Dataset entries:
================================

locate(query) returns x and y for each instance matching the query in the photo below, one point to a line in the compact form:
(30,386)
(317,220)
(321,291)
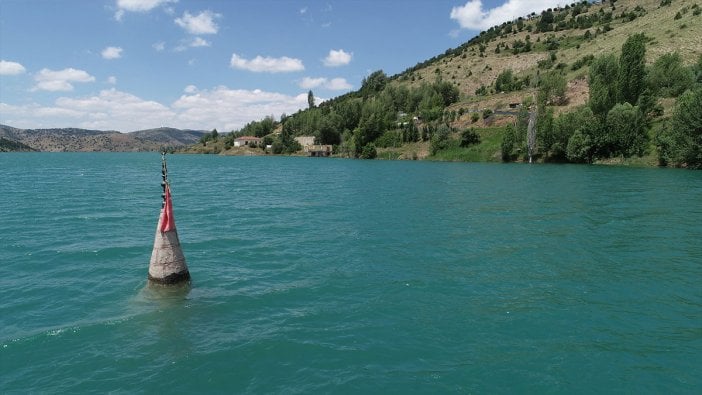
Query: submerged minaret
(167,265)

================================

Word for word, restate all of the data, but do not copy the pictures.

PROBLEM SOLUTION
locate(query) returns x and y for each instance matching the query in the photo below, one point to a line in the compact form:
(30,386)
(317,220)
(321,291)
Query: submerged minaret
(167,265)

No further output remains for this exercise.